SHORT PROBLEM >>
Rewrite the rows below, starting at the first row and ending at the row containing "[(514, 28), (241, 734), (307, 781), (1157, 286), (759, 735)]", both included, with the requests unchanged. Shift every coordinate in the answers by adding 133 to it.

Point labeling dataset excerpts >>

::::

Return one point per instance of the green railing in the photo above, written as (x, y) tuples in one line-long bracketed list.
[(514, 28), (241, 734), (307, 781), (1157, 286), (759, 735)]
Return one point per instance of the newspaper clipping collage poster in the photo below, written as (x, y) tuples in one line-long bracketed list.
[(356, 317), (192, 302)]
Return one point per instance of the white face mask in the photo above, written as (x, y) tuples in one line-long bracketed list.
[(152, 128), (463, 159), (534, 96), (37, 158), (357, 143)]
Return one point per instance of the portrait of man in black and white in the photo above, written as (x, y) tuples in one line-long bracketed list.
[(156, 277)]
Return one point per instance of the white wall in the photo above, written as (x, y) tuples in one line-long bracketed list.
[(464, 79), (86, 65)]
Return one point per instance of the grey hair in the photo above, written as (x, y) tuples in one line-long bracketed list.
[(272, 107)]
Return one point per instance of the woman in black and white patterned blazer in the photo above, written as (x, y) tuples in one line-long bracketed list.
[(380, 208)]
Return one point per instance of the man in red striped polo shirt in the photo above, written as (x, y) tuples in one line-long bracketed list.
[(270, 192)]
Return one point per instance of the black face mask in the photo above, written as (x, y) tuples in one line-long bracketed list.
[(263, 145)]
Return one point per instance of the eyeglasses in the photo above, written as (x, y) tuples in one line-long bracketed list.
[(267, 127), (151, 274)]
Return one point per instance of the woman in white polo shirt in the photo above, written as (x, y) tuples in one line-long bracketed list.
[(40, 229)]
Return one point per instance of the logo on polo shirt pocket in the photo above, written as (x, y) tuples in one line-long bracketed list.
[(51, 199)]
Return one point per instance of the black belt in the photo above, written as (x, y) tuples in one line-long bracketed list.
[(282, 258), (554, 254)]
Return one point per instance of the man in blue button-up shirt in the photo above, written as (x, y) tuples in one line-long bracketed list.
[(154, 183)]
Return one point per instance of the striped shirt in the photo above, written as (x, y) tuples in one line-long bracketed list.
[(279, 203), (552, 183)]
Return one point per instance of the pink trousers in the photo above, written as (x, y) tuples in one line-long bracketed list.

::::

TASK RESPONSE >>
Return one point per instance of the green railing in the photo above, written as (x, y) tuples in one line-long bracketed list.
[(647, 161), (374, 867), (440, 914), (1290, 419), (892, 868)]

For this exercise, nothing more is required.